**EXERCISE GOAL**
Write out exactly the lines from the start of the entries through the one that contains "Where can the wooden post", including both.

Referring expression data:
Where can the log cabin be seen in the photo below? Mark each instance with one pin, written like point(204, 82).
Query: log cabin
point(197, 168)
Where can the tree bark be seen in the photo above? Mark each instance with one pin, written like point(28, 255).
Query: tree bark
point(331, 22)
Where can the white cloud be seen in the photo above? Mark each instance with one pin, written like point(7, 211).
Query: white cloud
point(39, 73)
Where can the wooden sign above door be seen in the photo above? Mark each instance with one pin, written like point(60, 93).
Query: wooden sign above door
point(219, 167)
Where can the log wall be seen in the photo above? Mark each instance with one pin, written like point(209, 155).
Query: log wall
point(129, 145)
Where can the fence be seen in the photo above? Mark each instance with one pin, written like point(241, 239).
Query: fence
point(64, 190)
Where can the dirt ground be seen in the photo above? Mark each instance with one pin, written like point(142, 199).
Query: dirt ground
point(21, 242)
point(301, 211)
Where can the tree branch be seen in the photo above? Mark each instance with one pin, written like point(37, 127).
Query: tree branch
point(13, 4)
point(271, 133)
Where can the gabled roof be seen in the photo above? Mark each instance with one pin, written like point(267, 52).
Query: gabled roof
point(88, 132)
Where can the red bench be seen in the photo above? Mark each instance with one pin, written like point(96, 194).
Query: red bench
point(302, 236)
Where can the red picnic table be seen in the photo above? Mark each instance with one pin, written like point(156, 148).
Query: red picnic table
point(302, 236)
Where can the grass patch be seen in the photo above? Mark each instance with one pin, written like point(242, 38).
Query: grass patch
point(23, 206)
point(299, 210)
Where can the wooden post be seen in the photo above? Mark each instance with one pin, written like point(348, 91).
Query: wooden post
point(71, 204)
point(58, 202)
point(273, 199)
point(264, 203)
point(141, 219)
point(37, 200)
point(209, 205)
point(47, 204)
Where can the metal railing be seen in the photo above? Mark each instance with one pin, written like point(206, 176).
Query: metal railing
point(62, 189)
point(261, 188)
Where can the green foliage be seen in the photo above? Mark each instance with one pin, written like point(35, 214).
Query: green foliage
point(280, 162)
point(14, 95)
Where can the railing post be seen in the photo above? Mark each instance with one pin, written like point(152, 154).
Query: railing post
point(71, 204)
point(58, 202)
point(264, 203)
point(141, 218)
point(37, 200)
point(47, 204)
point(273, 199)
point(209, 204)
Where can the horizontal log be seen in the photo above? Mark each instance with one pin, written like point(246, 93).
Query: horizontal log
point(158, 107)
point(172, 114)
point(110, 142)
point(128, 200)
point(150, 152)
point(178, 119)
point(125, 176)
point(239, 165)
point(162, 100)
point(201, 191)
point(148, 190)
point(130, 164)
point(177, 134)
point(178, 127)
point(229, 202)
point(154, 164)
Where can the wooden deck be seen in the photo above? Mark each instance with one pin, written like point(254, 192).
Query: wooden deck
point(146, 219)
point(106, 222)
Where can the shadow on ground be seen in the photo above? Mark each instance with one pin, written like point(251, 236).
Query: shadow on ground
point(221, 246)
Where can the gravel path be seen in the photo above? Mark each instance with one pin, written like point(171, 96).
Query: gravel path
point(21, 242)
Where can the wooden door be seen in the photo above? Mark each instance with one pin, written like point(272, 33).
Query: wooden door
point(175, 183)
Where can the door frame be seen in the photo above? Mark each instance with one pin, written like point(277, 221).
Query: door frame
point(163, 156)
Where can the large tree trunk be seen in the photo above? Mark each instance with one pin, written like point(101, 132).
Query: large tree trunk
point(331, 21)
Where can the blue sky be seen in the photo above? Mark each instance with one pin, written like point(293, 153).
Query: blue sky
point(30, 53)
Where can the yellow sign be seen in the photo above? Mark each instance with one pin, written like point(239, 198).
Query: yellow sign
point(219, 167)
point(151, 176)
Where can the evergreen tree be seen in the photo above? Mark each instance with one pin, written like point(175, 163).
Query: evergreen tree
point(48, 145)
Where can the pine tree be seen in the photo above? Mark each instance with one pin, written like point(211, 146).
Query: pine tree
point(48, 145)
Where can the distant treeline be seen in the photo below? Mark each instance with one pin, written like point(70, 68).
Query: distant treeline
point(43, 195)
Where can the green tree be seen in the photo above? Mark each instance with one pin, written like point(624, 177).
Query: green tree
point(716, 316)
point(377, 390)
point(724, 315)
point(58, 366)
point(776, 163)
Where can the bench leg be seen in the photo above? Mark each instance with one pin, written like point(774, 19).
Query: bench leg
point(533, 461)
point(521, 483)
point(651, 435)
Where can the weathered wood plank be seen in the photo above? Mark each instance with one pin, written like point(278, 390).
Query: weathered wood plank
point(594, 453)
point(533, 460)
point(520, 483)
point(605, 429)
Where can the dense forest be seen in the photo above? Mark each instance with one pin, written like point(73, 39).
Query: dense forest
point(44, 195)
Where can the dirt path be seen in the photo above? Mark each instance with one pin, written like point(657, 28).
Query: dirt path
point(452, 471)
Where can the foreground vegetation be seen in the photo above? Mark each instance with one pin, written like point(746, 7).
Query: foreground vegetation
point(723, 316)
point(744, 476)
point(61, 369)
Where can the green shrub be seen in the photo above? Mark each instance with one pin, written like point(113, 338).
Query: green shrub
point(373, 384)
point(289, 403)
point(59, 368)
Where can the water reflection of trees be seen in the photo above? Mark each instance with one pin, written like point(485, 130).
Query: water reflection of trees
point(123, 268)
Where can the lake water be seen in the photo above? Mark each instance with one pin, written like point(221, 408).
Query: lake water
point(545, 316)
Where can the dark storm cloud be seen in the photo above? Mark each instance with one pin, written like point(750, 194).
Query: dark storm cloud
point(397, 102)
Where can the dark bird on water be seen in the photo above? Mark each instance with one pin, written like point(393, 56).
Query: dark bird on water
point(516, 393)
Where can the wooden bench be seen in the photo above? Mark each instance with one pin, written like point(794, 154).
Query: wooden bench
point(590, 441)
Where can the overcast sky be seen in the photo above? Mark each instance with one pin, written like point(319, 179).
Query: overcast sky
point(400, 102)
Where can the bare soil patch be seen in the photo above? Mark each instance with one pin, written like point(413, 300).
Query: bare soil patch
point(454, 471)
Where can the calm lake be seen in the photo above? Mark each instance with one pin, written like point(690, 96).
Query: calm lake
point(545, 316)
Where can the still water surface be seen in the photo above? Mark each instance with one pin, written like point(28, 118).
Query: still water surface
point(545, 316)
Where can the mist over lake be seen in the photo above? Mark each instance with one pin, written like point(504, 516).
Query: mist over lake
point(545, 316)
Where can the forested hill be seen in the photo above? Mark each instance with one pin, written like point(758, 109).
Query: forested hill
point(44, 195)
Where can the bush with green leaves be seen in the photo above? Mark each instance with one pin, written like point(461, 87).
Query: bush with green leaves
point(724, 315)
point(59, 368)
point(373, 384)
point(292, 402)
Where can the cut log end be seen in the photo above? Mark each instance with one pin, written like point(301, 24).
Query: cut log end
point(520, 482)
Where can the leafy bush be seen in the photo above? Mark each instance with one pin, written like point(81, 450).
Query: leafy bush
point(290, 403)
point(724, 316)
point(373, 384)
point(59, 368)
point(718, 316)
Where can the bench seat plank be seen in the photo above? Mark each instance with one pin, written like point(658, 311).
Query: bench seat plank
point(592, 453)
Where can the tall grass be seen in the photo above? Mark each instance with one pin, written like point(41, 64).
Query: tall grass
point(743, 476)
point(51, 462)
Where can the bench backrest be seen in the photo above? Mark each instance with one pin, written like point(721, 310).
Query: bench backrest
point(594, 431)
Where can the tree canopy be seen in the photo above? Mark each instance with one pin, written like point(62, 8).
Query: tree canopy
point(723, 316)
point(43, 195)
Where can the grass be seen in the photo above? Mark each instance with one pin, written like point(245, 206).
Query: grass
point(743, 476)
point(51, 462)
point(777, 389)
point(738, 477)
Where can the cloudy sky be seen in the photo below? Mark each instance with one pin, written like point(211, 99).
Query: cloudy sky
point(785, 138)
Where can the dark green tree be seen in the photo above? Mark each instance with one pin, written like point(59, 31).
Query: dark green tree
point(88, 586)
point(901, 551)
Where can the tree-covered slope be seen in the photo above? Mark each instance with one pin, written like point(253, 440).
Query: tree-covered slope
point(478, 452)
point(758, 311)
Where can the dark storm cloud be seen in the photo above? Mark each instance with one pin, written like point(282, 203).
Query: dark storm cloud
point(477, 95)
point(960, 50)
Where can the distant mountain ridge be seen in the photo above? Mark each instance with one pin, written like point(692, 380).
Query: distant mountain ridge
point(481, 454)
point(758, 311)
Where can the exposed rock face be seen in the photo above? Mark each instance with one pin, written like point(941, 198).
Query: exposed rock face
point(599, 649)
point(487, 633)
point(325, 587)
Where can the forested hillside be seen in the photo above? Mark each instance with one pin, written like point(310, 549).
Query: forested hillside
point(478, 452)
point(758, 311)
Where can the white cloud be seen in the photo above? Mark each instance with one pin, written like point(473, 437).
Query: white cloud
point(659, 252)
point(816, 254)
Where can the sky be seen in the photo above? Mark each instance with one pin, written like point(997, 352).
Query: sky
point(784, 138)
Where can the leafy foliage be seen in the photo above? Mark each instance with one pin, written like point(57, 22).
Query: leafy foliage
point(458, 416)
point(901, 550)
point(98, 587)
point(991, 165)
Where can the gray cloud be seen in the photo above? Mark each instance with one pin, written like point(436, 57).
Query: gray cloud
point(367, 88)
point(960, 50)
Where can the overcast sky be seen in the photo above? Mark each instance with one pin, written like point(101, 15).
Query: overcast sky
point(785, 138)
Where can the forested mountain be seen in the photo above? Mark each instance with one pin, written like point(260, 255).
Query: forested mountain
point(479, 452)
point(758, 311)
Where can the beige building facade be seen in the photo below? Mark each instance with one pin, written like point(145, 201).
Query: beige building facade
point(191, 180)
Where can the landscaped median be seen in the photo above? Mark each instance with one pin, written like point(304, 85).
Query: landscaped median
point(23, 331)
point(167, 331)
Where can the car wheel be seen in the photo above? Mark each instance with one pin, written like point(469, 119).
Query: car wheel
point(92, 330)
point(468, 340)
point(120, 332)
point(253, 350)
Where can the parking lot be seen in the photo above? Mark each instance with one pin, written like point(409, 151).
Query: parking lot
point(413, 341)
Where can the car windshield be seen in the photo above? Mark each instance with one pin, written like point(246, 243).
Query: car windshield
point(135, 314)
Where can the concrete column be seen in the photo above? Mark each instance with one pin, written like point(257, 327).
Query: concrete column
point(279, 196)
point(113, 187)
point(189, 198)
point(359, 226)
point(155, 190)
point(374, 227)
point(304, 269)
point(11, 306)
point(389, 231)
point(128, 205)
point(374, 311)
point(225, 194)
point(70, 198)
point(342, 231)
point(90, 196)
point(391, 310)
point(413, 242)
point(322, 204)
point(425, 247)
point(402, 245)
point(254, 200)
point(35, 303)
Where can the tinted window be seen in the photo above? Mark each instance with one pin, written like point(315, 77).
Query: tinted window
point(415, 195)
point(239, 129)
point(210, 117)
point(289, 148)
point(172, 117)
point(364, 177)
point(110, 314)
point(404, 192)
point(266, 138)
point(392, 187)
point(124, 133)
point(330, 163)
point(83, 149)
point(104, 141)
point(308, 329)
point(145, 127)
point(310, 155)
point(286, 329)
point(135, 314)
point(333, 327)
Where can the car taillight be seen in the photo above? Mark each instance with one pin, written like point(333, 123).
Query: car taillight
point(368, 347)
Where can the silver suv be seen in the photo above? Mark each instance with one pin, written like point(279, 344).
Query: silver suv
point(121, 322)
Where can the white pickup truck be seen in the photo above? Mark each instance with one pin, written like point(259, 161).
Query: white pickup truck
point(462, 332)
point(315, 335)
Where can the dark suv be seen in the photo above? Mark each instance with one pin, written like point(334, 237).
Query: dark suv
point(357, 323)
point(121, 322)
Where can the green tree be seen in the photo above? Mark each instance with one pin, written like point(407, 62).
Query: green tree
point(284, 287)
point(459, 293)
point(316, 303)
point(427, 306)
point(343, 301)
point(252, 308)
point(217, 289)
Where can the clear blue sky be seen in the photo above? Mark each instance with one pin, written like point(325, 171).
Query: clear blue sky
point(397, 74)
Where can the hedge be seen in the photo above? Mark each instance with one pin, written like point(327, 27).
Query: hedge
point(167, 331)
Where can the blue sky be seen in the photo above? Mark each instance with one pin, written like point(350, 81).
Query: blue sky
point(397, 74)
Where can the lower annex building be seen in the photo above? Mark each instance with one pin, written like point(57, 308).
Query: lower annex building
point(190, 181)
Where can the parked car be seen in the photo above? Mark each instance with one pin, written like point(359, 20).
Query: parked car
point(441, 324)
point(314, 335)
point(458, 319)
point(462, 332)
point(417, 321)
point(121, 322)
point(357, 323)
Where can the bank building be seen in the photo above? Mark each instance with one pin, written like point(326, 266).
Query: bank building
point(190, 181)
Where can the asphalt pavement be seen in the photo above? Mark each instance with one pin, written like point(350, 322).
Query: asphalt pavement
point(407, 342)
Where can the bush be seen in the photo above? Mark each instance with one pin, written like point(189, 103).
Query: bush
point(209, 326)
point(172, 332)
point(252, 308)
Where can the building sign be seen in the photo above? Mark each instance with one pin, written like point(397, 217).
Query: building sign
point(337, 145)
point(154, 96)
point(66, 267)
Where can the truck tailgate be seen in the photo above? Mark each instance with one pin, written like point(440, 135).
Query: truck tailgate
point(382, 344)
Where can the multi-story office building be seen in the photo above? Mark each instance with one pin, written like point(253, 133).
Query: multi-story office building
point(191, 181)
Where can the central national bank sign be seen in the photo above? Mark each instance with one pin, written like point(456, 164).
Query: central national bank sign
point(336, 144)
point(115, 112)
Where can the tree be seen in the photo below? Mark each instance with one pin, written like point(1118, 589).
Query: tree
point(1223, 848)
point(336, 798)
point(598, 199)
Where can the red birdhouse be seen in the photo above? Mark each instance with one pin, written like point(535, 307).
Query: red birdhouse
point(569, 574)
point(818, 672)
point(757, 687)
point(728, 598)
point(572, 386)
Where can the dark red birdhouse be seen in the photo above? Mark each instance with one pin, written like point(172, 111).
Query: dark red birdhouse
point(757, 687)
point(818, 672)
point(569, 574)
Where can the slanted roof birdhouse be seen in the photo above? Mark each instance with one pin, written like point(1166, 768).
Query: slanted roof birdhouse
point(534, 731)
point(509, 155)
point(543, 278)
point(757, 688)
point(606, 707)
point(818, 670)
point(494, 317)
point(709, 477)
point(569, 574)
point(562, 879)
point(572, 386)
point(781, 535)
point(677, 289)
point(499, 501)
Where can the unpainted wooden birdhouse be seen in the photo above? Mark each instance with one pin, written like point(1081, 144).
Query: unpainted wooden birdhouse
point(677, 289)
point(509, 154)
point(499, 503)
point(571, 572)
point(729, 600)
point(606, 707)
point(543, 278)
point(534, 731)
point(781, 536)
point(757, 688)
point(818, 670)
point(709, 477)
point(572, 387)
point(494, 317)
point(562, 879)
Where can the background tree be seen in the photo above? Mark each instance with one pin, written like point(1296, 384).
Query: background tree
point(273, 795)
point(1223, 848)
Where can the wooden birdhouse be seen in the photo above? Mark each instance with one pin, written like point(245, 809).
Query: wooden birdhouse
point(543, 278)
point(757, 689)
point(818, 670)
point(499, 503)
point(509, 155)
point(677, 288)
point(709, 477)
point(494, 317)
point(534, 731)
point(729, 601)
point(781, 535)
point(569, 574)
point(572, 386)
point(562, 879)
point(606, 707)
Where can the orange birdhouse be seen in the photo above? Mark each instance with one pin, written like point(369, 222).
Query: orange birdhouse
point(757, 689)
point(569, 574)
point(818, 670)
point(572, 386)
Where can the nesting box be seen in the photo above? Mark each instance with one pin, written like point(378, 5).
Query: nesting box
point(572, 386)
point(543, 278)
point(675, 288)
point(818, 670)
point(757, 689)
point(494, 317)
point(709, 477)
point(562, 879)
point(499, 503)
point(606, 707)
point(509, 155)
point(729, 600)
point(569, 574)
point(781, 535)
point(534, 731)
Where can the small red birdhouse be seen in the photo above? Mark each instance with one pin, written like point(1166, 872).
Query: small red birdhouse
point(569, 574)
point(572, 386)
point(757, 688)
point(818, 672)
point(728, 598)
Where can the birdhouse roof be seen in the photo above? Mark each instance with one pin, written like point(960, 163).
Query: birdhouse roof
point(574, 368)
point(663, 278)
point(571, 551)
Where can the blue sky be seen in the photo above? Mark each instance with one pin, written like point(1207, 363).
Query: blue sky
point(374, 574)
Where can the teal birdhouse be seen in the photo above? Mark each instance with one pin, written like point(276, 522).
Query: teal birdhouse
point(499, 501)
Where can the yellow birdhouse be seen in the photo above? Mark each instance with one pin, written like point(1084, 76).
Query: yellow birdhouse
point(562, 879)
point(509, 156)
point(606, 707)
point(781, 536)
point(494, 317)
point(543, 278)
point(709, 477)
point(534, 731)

**RESPONSE BELOW**
Where can the log cabin be seen in the photo below? Mark each instance with one pin, written like point(204, 82).
Query: log cabin
point(197, 168)
Where can the tree bark be seen in the photo above? Mark each instance with one pin, written like point(28, 255).
Query: tree bark
point(331, 22)
Where can the white cloud be seen in the photo above? Mark each instance with one pin, written like point(7, 211).
Query: white cloud
point(39, 73)
Where can the wooden sign above door be seen in the photo above? Mark each instance with one pin, written like point(60, 93).
Query: wooden sign above door
point(219, 167)
Where can the log wall be seen in the photo above? Mark each instance with one pin, written like point(209, 155).
Query: log wall
point(129, 145)
Where can the fence be seen in the photo above? Mark each instance with one pin, written like point(241, 239).
Query: fence
point(64, 190)
Where can the dirt ground be seen in the photo above? Mark each instance with one pin, written like point(142, 199).
Query: dirt ground
point(21, 242)
point(301, 211)
Where can the tree branch be seen in the photo above? Mark each instance with one pin, written like point(37, 127).
Query: tree branch
point(13, 4)
point(271, 133)
Where can the gabled roof be seen in the photo above? Mark each instance with one pin, written like point(267, 52).
Query: gabled roof
point(88, 132)
Where can the red bench be seen in the photo above? Mark each instance with one pin, written like point(96, 194).
Query: red bench
point(302, 236)
Where can the red picnic table be seen in the photo above? Mark each instance with one pin, written like point(156, 148).
Query: red picnic table
point(302, 236)
Where can the grass patch be seen in the photo above? Mark each instance with one pin, written like point(242, 38).
Query: grass patch
point(23, 206)
point(299, 210)
Where can the wooden post be seen in the photo above? Mark each instance with one pin, written like point(348, 91).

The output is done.